+++ Supplied data

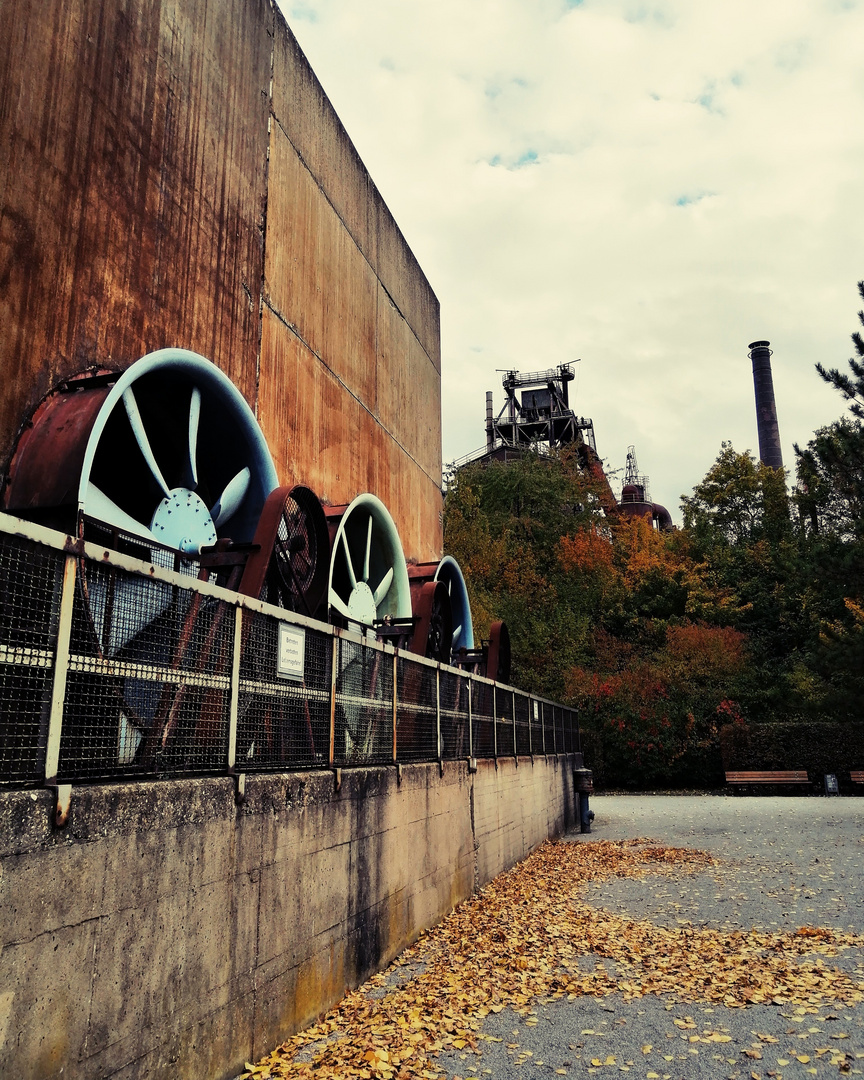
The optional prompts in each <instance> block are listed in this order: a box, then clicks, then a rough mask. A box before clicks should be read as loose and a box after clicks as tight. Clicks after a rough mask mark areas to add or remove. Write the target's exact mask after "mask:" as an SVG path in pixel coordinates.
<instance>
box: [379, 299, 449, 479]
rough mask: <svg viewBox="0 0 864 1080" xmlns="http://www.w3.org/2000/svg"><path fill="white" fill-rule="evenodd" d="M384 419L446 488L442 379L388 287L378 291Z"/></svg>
mask: <svg viewBox="0 0 864 1080" xmlns="http://www.w3.org/2000/svg"><path fill="white" fill-rule="evenodd" d="M378 417H379V418H380V421H381V424H382V426H383V428H386V429H387V431H388V432H389V433H390V434H391V435H392V436H393V438H394V440H395V441H396V442H397V443H399V444H400V445H401V446H403V447H405V449H406V450H407V453H408V454H410V456H411V458H414V460H415V461H416V462H417V463H418V464H419V465H420V468H421V469H423V471H424V472H426V473H427V474H428V475H429V476H430V477H431V478H433V480H434V481H435V482H436V483H438V484H440V483H441V375H440V373H438V370H437V369H436V368H435V367H434V365H433V364H432V362H431V361H430V359H429V356H428V355H427V353H426V351H424V350H423V348H422V347H421V345H420V342H419V341H418V340H417V337H416V335H415V334H414V330H413V328H411V327H410V326H409V325H408V324H407V323H406V322H405V320H404V319H403V318H402V314H401V312H400V311H399V310H397V309H396V308H394V307H393V305H392V303H391V302H390V300H389V298H388V296H387V293H386V292H384V289H383V288H382V287H379V291H378Z"/></svg>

++++++

■ Action item ■
Reproduce the listing above verbatim, line for line, leaving out the pictures.

■ Result ■
The optional prompts in each <instance> block are listed in this order: a box, then clicks, then a rough mask. A box before clicks should be read as loose and a box after clicks as tight. Clicks after a rough mask mark areas to add or remove. Write the target's exact mask after "mask:" as an SVG path in pixel coordinates.
<instance>
box: [379, 299, 449, 479]
rough mask: <svg viewBox="0 0 864 1080" xmlns="http://www.w3.org/2000/svg"><path fill="white" fill-rule="evenodd" d="M384 419L446 488L442 379L388 287L378 291Z"/></svg>
mask: <svg viewBox="0 0 864 1080" xmlns="http://www.w3.org/2000/svg"><path fill="white" fill-rule="evenodd" d="M378 417H379V418H380V421H381V424H382V426H383V428H386V429H387V431H388V432H389V433H390V434H391V435H392V436H393V438H394V440H395V441H396V442H397V443H399V444H400V445H401V446H403V447H405V449H406V450H407V453H408V454H410V456H411V458H414V460H415V461H416V462H417V463H418V464H419V465H420V468H421V469H423V471H424V472H426V473H427V474H428V475H429V476H430V477H431V478H433V480H434V481H435V482H436V483H438V484H440V483H441V375H440V373H438V370H437V369H436V368H435V367H434V365H433V364H432V362H431V361H430V359H429V356H428V355H427V353H426V351H424V350H423V348H422V347H421V345H420V342H419V341H418V340H417V337H416V335H415V334H414V330H413V328H411V327H410V326H409V325H408V324H407V323H406V322H405V320H404V319H403V318H402V314H401V312H400V311H399V310H397V309H396V308H394V307H393V305H392V303H391V302H390V300H389V298H388V296H387V293H386V292H384V289H383V288H382V287H379V291H378Z"/></svg>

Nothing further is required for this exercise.